Set of tasks:
1 - Copy the portion of the honeycomb-structure text word for word, beginning at the words "The present honeycomb" and stopping after "about 10 microns.".
2 - Recast the paragraph of the honeycomb-structure text that opens "The present honeycomb structure used by the Ford Motor Company" as a bulleted list that keeps its main facts.
3 - Extend the text on using a honeycomb structure as a fuel cell separator, continuing from its final sentence.

Extract to read:
.....

The present honeycomb structure used by the Ford Motor Company as a substrate for an auto exhaust catalyst has approximately 47 openings per square centimeter of front face surface. These substrates are manufactured from a ceramic material, essentially cordierite, and are made by an extrusion process. The resultant honeycomb has a plurality of cells which run the axial length of the honeycomb. These cells have a square cross section with an inside dimension of about 1.1 mm and are separated from one another by walls that are 150-250 micron thick. These cell walls are approximately 35-40% porous, wih the pores having an average diameter of about 10 microns.
It struck me that a honeycomb structure could be used as a separator to form an overall lightweight fuel cell. The honeycomb separator would be used in a manner such that its cells define a plurality of separate fuel compartments and oxidant compartments. With alternate cells being fuel and oxidant compartments, the structure allows for a high interface area between opposite compartments with considerable overall strength.

.....

Recorded data:
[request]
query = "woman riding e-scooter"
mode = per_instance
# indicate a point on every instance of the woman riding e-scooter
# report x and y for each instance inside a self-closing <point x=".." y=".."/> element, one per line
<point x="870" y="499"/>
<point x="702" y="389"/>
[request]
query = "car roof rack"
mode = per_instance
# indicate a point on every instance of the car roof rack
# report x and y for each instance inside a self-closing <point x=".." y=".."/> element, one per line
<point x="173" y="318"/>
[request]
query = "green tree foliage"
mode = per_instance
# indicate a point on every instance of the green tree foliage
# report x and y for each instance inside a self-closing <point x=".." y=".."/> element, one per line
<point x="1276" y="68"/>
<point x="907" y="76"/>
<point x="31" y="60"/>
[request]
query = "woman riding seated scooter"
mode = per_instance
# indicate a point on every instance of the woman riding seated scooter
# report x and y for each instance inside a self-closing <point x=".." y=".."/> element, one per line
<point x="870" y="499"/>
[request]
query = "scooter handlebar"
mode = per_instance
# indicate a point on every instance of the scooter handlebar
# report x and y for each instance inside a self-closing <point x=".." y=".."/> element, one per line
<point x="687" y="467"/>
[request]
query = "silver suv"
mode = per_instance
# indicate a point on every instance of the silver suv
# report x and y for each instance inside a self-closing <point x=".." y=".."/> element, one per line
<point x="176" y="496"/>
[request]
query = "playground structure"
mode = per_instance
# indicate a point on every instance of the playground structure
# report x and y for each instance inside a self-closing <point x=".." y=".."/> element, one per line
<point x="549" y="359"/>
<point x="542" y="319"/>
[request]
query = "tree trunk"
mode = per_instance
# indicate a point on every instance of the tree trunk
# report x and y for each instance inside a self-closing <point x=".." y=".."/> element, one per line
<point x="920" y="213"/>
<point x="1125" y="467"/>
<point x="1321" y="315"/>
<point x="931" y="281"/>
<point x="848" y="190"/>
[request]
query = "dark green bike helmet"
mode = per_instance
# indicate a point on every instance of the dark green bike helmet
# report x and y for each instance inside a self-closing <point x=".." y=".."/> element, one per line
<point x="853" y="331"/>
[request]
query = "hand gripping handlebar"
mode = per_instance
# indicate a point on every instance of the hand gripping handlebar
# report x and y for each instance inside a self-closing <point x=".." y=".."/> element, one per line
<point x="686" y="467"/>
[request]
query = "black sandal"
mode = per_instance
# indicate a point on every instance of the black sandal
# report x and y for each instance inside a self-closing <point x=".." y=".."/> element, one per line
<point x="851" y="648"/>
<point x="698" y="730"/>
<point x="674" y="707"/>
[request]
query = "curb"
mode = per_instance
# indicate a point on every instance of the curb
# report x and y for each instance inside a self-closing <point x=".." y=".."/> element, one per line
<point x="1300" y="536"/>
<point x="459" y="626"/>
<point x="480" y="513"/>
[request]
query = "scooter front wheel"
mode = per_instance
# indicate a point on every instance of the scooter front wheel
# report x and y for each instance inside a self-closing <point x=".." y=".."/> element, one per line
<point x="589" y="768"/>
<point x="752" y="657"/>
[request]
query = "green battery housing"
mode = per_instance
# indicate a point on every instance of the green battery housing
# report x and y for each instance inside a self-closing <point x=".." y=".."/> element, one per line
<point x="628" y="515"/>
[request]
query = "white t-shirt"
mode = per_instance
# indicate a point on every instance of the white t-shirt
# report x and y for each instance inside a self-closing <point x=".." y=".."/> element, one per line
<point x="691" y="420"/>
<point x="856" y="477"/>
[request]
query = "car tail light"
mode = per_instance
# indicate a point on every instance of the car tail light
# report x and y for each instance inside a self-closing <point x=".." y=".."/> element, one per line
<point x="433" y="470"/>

.....

Outputs for the tasks:
1 -
The present honeycomb structure used by the Ford Motor Company as a substrate for an auto exhaust catalyst has approximately 47 openings per square centimeter of front face surface. These substrates are manufactured from a ceramic material, essentially cordierite, and are made by an extrusion process. The resultant honeycomb has a plurality of cells which run the axial length of the honeycomb. These cells have a square cross section with an inside dimension of about 1.1 mm and are separated from one another by walls that are 150-250 micron thick. These cell walls are approximately 35-40% porous, wih the pores having an average diameter of about 10 microns.

2 -
- Ford Motor Company uses a honeycomb structure as the substrate for an auto exhaust catalyst.
- It has about 47 openings per square centimeter of front face surface.
- The substrate is made of a ceramic material, essentially cordierite, by extrusion.
- Its many cells run the axial length of the honeycomb.
- Each cell has a square cross section with an inside dimension of about 1.1 mm.
- The cell walls are 150-250 microns thick.
- The walls are about 35-40% porous, with pores averaging about 10 microns in diameter.

3 -
I am aware of U.S. Pat. No. 3,206,332 for an "Electrolytic Cell Structure". This patent shows an electrolyte-support structure in the form of a plurality of triangular-shaped parallel cells 10 of a ceramic material. The cells 10 are used to support spaced-apart electrodes, one electrode being the right hand electrode identified by the numeral 1 and the other electrode being the left hand electrode identified by the numeral 1'. The right hand electrode is the oxidant electrode, and the left hand electrode is the fuel electrode. The cells 10 are impregnated throughout their entire volume with a suitable electrolyte so that the necessary electrochemical reactions may take place to cause a current to flow to an exterior electrical load. The walls of the cells are made porous so that the oxidation products of the cell may escape therefrom.
The U.S. Pat. No. 3,206,322 does not, in any manner, propose that the electrolyte be retained only in the cell walls of the cells 10 and that the individual volume defined by the various walls of the cells be alternately formed as oxidant compartments and as fuel compartments, as I am teaching in this specification. I am unaware of any proposal to use a honeycomb separator as the device for defining the separate fuel and oxidant compartments of a fuel cell.